Recorded information:
* begin *

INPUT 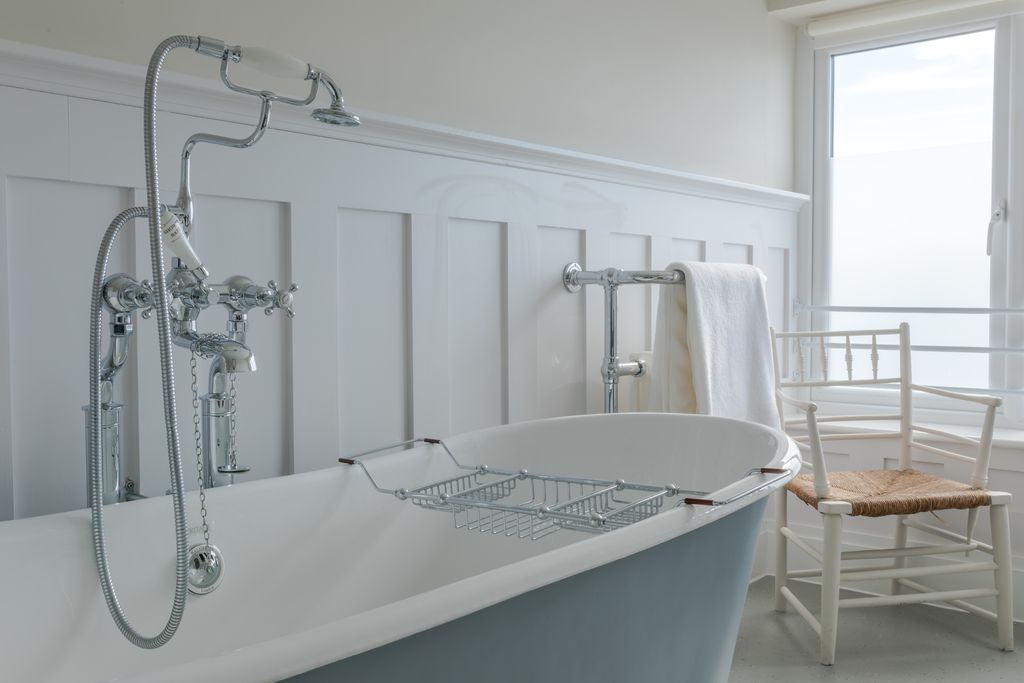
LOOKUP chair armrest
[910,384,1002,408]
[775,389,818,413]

* end *
* begin *

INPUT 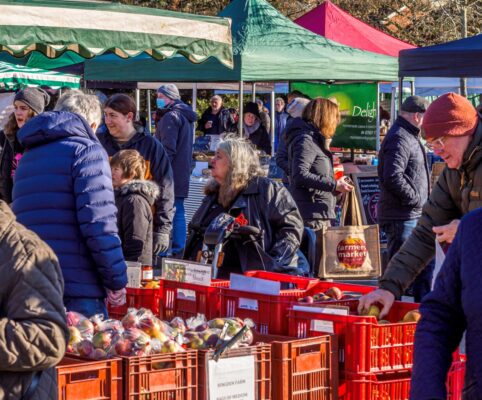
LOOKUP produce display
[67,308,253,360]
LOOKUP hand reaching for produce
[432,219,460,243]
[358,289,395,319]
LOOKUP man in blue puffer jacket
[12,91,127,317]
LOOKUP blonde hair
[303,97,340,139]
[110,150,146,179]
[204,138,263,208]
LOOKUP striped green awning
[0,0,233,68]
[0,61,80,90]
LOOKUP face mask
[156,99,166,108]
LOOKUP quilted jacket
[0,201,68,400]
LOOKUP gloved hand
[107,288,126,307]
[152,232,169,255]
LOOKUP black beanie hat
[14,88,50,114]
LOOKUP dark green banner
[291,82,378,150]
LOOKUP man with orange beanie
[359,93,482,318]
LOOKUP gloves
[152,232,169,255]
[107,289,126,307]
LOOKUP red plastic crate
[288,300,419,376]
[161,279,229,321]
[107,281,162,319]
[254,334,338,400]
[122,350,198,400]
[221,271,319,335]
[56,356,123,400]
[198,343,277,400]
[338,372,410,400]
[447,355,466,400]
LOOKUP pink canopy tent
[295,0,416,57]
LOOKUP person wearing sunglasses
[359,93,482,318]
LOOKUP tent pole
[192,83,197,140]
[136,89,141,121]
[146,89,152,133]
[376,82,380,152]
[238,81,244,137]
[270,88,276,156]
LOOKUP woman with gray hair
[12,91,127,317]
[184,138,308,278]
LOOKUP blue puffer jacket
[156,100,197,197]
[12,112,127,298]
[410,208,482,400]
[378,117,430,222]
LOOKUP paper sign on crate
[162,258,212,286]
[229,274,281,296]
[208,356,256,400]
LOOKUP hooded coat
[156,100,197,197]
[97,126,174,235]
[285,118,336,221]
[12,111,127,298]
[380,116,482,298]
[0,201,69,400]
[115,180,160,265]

* end *

Aim: Scale up the box coordinates for everything above, from the line with "LOOKUP striped green awning" down to the line with "[115,180,160,265]", both included. Write all those lines out again, requests included, with each coordinate in the answers multiplied by 2.2 and rounded to a whole number, halves going up.

Response for this exercise:
LOOKUP striped green awning
[0,0,513,150]
[0,134,176,198]
LOOKUP face mask
[343,218,365,238]
LOOKUP quilted jacket
[0,442,150,880]
LOOKUP gloved hand
[235,634,277,675]
[334,510,372,561]
LOOKUP black beanie hat
[31,194,110,251]
LOOKUP dark green banner
[640,180,832,330]
LOOKUP man with orange beanie
[790,205,1060,700]
LOOKUP gloves
[334,510,372,561]
[235,636,277,675]
LOOKUP red plastic crate
[634,660,922,827]
[354,614,504,706]
[235,618,356,702]
[559,735,744,880]
[268,770,436,880]
[486,596,702,737]
[123,783,271,880]
[436,755,609,880]
[744,818,902,880]
[983,781,1025,880]
LOOKUP pink canopy tent
[649,0,915,125]
LOOKUP person wearing sunglasses
[790,205,1060,700]
LOOKUP tent pole
[422,183,433,308]
[299,196,310,266]
[321,196,334,293]
[827,180,836,334]
[524,178,537,301]
[594,194,607,343]
LOOKUP woman with gray hair
[26,200,279,697]
[405,304,678,612]
LOOKUP blue puffer jacket
[343,220,433,433]
[26,246,279,656]
[902,458,1060,880]
[832,257,946,488]
LOOKUP paper sign on crate
[356,568,466,629]
[504,603,618,651]
[458,783,563,880]
LOOKUP hooded coat
[343,220,433,433]
[213,277,383,517]
[627,260,739,486]
[26,244,279,656]
[836,255,1060,656]
[0,442,152,880]
[253,396,352,583]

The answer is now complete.